PROMPT:
From the blackjack study text below, copy word for word the passage that begins with "Several dependent measures" and ends after "to deal to.".

TEXT SECTION:

The conditions in the six sessions are depicted in Table 1. It shows whether a confederate was present (5 sessions) or absent (1 session). In all sessions in which a confederate was present, he was treated identically to the participant (with the exception of the first session's questionnaires). In two of the four sessions in which the confederate was present and played the entire session, the confederate was instructed to play "accurately" as determined by the basic strategy for Blackjack proposed by Braun (1980). In the other two sessions, the confederate was instructed to deviate from this strategy, on average, every other hand. This "on average" procedure was instituted to alleviate the problem of the confederate overtly advertising the independent variable by taking a hit card on a hand in which doing so was blatantly unreasonable (e.g., taking a hit when holding a hand with the value of 20 when then goal is to get as close to the value of 21 as possible without going over 21). Furthermore, in two of the sessions in which the confederate was present and played the entire session, the confederate bet the minimum allowable bet each hand (i.e., $.10). In the other two sessions, he bet the maximum allowable bet each hand (i.e., $.50). These bet sizes were chosen because they matched those of Blascovich and Ginsburg (1974).
In the one session in which the confederate was present but played only briefly, the confederate was instructed to leave after he won for the first time. In the meantime, he was instructed to play every three of four hands accurately (i.e., 75% accuracy). This accuracy rate was chosen because it equaled the rate displayed across the four confederate "stay" sessions. Furthermore, the confederate bet $.30 per hand, which was the average bet size across the four confederate "stay" sessions.
Participants completed a maximum of one session per calendar day. The order of the six different sessions was counterbalanced across participants. A total of two confederates were employed, so participants did not necessarily play every session with the same confederate. The researcher was present during every session to record the number of hands played, bet per hand, outcome of each hand, and accuracy of play of the confederate. In terms of interactions between the participant and the confederate/dealer, both the confederates and the dealer were instructed to respond "normally" to interactions initiated by the participant, but not to overtly initiate verbal interactions with the participant. If the participant asked the dealer's advice about a certain hand, the dealer was instructed to respond accurately; however, he was instructed not to offer advice unless prompted. Although specific data on when participants asked advice were not recorded, such instances were rare. Phrased differently, participants received no formal guidance within the procedure on how to play Blackjack.
Several dependent measures were of interest in the present study. One was the total number of hands played per session, which can be considered a measure of persistence. Another was the total amount of money bet per session, which can be considered a measure of risk. These two variables allowed for the calculation of a third variable, average bet size per hand. This measure was potentially useful because it was legitimately possible that participants could play more hands in the alone session than when the confederate was present simply because there was only one player for the dealer to deal to.

STORED ROWS:
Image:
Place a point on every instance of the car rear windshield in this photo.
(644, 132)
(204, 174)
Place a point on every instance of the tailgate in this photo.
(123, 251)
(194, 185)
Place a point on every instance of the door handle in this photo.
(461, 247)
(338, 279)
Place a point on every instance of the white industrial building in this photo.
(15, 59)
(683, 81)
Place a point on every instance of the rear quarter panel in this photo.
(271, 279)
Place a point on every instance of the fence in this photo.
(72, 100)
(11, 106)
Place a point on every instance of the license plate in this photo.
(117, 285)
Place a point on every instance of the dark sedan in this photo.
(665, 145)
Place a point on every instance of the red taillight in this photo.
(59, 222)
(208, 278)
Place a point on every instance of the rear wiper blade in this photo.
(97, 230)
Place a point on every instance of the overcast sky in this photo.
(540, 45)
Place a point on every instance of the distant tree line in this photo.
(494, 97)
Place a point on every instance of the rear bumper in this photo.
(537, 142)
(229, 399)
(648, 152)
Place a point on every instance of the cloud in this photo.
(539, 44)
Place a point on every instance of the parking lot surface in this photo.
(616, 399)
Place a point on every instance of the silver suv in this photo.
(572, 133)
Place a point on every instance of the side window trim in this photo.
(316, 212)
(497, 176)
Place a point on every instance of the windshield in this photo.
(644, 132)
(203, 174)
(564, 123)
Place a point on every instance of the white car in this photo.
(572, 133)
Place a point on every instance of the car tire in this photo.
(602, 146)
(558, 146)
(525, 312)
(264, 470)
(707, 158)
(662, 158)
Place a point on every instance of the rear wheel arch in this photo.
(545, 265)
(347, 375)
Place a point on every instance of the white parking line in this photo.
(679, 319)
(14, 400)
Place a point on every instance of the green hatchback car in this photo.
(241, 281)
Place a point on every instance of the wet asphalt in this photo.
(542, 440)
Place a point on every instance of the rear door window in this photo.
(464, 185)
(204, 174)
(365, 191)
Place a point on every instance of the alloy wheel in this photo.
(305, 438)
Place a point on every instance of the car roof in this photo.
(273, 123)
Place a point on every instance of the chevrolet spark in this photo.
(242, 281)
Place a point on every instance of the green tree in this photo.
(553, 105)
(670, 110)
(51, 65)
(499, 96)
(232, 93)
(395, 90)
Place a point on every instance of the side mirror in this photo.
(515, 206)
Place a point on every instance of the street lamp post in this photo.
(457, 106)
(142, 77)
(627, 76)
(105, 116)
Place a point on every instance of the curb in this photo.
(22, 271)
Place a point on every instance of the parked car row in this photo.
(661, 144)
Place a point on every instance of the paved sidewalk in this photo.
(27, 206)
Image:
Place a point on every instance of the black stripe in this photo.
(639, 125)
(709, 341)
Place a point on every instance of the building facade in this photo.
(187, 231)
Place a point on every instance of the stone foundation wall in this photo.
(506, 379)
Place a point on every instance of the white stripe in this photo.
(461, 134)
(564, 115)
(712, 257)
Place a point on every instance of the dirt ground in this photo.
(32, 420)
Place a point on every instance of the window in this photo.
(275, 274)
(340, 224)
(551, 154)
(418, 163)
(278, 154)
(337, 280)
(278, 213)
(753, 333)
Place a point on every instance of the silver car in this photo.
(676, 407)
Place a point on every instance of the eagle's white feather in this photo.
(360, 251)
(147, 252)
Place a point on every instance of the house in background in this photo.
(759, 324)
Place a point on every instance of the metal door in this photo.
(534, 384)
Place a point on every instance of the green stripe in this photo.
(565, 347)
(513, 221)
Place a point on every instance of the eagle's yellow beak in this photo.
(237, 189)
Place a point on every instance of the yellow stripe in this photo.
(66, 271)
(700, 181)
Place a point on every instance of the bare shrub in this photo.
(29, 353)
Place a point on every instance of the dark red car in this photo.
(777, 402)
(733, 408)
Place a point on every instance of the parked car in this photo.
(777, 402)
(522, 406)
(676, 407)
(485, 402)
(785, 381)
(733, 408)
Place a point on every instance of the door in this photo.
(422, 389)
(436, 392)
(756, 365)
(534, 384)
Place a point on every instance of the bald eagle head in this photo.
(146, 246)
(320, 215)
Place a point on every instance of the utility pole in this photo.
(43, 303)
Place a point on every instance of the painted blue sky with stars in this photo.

RESULT:
Several dependent measures were of interest in the present study. One was the total number of hands played per session, which can be considered a measure of persistence. Another was the total amount of money bet per session, which can be considered a measure of risk. These two variables allowed for the calculation of a third variable, average bet size per hand. This measure was potentially useful because it was legitimately possible that participants could play more hands in the alone session than when the confederate was present simply because there was only one player for the dealer to deal to.